GIVEN DATA START
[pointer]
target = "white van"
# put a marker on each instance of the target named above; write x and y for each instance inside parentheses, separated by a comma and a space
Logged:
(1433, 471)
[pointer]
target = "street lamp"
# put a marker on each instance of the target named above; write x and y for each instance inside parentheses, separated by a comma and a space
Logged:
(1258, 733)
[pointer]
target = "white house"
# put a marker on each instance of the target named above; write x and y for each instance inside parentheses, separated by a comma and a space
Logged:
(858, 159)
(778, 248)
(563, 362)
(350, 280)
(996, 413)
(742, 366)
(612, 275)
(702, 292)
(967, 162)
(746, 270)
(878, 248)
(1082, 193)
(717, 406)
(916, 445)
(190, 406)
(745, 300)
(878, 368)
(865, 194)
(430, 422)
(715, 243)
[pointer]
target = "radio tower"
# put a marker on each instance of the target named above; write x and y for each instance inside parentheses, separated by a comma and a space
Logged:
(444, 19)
GIVEN DATA END
PROBLEM TO SOLVE:
Your answer should be all lines from the data that contain "white".

SOLUTION:
target = "white van"
target = "white house"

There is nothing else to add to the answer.